**INSTRUCTIONS FOR THE TASK**
Give the lines again, unchanged, starting with the line containing "target: wooden board siding" and ending with the last line of the data below.

== Segment start ==

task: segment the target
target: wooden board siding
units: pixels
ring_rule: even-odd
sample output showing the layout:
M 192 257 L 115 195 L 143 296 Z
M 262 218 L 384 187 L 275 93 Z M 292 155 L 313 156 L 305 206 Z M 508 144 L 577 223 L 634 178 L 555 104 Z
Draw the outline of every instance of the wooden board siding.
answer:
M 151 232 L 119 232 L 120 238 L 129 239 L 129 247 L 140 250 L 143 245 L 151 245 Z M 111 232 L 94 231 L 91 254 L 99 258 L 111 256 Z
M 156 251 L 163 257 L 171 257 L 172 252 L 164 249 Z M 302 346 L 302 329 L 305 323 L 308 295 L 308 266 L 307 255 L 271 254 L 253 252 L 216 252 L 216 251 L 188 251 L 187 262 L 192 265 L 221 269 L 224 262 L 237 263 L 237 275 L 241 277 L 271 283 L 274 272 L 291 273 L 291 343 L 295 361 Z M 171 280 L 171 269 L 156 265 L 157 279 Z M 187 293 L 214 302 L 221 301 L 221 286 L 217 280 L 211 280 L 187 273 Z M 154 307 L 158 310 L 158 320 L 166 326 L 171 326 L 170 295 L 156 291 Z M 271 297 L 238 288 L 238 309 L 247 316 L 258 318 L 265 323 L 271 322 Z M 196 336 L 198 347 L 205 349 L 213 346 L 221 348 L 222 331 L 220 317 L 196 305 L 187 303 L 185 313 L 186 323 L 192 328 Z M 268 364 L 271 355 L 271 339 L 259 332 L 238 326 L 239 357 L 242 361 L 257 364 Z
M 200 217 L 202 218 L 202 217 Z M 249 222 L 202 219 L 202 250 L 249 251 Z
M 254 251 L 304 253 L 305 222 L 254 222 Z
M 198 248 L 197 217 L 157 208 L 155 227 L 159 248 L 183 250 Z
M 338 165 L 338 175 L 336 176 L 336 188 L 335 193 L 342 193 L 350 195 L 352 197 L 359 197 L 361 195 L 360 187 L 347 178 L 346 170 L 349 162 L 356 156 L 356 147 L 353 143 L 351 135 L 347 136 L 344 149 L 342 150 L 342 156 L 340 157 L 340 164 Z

== Segment end ==

**ANSWER SECTION**
target: wooden board siding
units: pixels
ring_rule: even-odd
sample output showing the layout:
M 192 257 L 115 195 L 143 296 Z
M 262 218 L 384 187 L 275 93 Z M 292 155 L 313 156 L 305 206 Z M 508 144 L 577 223 L 634 178 L 555 104 Z
Draw the outline of every instance of the wooden board siding.
answer:
M 151 232 L 119 232 L 120 238 L 129 239 L 129 247 L 140 250 L 143 245 L 151 245 Z M 111 232 L 94 231 L 91 254 L 99 258 L 111 256 Z
M 156 251 L 163 257 L 171 257 L 172 252 L 164 249 Z M 302 346 L 302 329 L 305 323 L 308 295 L 308 266 L 307 255 L 271 254 L 253 252 L 216 252 L 216 251 L 188 251 L 187 262 L 192 265 L 221 269 L 224 262 L 237 263 L 237 275 L 241 277 L 271 283 L 274 272 L 291 273 L 291 343 L 295 361 Z M 171 280 L 171 269 L 156 265 L 157 279 Z M 187 293 L 214 302 L 221 301 L 221 286 L 217 280 L 211 280 L 187 273 Z M 154 307 L 158 310 L 158 320 L 166 326 L 171 326 L 170 295 L 156 291 Z M 271 297 L 238 288 L 238 309 L 247 316 L 258 318 L 265 323 L 271 322 Z M 196 336 L 198 347 L 205 349 L 213 346 L 221 348 L 222 331 L 220 317 L 196 305 L 187 303 L 185 313 L 186 323 L 192 328 Z M 268 364 L 271 355 L 271 339 L 259 332 L 238 326 L 239 357 L 242 361 L 257 364 Z
M 200 217 L 202 218 L 202 217 Z M 249 222 L 202 219 L 202 250 L 249 251 Z
M 254 251 L 304 253 L 305 222 L 254 222 Z
M 198 248 L 197 217 L 157 208 L 155 227 L 159 248 L 183 250 Z
M 338 165 L 338 175 L 336 176 L 336 188 L 335 193 L 342 193 L 350 195 L 352 197 L 359 197 L 361 195 L 360 187 L 347 178 L 346 170 L 349 162 L 356 156 L 356 147 L 353 143 L 351 135 L 347 136 L 344 149 L 342 150 L 342 156 L 340 157 L 340 164 Z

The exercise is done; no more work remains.